* [RECORDS SHOWN]:
----
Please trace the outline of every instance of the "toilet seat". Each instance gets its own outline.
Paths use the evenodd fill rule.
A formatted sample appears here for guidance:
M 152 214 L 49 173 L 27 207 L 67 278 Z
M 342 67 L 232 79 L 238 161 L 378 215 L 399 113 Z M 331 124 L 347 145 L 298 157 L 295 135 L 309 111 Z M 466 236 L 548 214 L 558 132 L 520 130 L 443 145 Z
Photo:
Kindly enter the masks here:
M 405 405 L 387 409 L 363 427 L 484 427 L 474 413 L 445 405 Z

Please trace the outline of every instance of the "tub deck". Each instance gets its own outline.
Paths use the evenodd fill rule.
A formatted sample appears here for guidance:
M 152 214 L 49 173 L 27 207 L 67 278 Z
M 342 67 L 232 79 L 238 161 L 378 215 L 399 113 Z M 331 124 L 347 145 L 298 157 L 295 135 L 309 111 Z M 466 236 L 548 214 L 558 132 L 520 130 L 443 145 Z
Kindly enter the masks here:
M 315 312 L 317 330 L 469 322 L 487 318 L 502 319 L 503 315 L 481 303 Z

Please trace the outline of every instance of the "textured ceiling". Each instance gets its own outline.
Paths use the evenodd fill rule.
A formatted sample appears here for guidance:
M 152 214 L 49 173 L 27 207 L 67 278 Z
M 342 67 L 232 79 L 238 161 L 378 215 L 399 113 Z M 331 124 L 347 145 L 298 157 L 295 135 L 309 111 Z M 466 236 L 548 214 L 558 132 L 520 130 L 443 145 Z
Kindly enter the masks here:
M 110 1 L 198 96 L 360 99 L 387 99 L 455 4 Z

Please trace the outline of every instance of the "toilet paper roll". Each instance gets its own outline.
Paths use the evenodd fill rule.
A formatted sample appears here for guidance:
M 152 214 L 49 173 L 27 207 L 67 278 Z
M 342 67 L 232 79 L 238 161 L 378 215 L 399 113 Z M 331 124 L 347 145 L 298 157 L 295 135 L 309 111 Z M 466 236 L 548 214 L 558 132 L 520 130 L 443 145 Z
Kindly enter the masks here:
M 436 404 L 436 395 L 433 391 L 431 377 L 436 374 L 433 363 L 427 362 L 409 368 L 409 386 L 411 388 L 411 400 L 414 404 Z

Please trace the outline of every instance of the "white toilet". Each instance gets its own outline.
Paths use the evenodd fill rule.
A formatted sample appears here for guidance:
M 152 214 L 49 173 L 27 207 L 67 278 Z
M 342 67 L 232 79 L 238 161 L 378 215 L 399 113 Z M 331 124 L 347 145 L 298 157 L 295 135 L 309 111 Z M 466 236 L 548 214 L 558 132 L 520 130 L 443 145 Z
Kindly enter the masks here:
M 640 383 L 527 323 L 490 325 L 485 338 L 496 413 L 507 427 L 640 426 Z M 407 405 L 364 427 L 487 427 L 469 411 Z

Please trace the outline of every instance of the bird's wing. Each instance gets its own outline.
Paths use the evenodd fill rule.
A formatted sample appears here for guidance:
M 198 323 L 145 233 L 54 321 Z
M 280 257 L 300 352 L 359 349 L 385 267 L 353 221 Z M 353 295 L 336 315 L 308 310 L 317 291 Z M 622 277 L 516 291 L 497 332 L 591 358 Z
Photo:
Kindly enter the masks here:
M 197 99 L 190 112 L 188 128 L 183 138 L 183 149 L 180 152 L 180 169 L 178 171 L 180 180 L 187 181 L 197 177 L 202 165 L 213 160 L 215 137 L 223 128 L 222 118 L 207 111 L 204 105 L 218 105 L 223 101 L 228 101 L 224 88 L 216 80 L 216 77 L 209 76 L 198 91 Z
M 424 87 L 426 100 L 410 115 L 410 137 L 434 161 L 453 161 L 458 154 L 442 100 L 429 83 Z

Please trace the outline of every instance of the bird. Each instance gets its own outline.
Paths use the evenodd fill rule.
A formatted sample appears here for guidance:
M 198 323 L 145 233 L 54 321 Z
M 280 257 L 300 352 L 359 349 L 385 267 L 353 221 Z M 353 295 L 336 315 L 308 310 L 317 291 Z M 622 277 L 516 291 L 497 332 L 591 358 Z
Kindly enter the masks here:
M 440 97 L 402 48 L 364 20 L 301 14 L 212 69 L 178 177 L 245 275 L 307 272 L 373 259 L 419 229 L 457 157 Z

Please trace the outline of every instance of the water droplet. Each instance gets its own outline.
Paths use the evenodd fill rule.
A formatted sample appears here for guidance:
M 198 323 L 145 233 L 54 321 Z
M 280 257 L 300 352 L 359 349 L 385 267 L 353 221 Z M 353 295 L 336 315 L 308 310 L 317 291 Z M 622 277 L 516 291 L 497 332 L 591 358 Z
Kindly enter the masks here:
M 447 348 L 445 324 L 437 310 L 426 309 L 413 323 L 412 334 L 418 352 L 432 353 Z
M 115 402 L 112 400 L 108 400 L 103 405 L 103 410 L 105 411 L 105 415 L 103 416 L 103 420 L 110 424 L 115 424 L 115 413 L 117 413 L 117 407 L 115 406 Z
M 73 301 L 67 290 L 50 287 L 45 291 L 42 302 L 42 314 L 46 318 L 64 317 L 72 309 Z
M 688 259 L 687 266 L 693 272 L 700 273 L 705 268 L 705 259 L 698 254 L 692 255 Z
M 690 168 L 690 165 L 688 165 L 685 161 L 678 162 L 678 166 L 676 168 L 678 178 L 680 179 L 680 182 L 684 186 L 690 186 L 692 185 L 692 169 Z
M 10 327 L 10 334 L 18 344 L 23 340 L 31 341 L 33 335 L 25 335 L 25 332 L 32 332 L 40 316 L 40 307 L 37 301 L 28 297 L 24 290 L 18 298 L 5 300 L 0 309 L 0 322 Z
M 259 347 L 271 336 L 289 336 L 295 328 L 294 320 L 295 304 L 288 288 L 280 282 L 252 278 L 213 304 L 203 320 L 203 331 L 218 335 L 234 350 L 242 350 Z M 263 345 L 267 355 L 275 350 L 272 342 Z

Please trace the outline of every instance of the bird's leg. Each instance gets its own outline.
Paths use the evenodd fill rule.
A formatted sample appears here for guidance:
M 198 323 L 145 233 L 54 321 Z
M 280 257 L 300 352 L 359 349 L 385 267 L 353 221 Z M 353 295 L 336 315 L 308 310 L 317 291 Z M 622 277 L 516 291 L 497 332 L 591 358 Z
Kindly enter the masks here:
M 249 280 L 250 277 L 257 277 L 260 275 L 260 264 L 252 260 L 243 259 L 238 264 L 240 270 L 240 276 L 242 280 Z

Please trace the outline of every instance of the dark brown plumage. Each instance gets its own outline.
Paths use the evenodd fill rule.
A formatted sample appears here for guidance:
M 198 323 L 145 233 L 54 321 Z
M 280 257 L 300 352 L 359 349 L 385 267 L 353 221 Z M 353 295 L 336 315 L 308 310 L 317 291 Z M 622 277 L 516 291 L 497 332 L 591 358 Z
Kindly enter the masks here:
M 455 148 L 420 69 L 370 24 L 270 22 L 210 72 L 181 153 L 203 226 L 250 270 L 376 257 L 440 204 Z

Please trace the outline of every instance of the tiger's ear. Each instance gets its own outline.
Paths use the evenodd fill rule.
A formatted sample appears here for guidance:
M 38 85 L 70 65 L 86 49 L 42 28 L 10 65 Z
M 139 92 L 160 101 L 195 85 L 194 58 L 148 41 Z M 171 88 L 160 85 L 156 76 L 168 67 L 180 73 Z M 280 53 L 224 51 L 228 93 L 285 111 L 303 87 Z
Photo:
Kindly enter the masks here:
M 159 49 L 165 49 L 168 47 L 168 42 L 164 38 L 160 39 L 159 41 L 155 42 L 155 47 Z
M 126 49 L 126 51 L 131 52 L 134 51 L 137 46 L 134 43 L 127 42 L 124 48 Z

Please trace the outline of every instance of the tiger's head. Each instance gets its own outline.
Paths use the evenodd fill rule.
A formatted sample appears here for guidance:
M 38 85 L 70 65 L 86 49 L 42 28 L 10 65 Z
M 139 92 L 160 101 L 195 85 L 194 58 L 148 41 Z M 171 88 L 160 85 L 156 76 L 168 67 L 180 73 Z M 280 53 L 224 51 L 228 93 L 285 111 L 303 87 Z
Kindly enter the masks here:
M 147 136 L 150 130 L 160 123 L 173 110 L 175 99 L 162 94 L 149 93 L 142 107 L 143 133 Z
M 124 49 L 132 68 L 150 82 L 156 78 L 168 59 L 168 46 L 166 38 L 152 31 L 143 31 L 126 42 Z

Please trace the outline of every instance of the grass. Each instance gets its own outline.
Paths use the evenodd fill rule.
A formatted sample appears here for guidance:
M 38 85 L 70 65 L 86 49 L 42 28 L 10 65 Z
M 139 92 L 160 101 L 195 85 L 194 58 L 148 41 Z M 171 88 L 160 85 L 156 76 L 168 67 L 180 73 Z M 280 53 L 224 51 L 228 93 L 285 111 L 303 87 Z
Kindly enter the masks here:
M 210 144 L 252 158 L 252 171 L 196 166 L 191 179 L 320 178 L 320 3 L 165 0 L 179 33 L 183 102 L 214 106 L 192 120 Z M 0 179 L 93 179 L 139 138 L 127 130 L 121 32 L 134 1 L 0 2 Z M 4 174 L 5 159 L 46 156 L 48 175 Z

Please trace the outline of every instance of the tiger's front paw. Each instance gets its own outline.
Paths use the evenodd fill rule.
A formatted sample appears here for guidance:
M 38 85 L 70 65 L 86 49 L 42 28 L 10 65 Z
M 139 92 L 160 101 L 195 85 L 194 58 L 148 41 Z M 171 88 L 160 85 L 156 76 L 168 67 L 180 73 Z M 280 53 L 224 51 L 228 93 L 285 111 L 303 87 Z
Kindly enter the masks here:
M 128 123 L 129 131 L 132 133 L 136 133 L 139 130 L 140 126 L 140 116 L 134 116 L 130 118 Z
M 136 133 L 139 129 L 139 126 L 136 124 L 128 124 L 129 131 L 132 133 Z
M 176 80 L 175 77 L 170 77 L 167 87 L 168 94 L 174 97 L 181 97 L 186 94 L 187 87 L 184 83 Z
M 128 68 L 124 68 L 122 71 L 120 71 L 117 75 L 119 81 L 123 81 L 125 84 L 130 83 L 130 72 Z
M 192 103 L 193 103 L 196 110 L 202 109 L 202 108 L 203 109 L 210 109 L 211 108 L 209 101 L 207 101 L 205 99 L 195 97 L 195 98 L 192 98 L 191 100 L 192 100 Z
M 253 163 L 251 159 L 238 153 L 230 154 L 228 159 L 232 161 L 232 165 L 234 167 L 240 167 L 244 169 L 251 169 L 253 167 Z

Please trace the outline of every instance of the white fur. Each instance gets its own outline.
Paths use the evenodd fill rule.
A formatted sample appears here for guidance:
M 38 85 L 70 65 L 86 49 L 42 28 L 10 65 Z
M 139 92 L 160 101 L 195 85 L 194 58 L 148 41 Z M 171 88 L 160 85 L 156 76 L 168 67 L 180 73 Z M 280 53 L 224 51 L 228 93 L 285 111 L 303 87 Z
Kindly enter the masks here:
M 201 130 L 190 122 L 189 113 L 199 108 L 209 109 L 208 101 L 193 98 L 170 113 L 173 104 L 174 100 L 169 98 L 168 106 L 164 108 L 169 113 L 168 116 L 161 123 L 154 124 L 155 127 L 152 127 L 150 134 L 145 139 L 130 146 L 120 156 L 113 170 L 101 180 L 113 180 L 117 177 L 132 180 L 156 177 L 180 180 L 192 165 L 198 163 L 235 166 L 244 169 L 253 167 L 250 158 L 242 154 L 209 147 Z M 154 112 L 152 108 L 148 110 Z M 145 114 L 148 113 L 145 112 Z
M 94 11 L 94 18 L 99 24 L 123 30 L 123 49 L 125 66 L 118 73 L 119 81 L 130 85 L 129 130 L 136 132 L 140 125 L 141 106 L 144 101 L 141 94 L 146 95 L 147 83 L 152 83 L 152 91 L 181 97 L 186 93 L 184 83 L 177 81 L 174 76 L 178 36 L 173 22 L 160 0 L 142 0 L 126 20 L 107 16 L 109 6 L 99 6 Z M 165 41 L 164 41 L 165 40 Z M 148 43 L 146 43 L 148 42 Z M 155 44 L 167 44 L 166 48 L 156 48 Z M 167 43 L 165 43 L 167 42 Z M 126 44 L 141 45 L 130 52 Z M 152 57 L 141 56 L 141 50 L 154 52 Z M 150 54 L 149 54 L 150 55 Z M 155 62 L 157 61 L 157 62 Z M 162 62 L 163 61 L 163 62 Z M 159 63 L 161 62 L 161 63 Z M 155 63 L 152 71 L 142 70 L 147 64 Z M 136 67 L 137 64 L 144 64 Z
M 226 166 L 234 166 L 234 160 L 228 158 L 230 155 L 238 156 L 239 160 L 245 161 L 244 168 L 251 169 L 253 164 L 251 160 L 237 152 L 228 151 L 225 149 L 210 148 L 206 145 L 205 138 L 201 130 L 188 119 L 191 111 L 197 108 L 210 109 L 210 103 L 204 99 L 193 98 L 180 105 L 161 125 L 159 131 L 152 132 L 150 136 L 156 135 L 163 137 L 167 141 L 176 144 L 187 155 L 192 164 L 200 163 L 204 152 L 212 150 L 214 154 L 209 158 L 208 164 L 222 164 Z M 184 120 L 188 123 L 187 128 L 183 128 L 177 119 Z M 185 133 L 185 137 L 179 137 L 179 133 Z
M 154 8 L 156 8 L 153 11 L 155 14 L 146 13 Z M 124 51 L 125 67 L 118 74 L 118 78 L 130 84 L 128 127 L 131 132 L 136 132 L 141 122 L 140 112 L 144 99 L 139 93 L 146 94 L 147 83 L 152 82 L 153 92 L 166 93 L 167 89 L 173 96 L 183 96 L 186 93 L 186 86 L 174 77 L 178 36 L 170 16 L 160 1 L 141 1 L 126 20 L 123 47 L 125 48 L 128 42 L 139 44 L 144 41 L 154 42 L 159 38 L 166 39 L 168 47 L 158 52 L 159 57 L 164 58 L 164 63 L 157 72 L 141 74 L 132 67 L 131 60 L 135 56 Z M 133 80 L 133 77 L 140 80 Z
----
* [WORK TO BE COMPLETED]: How many lines of these records include the word "bird"? Only the number should be written.

* [WRITTEN RESPONSE]: 3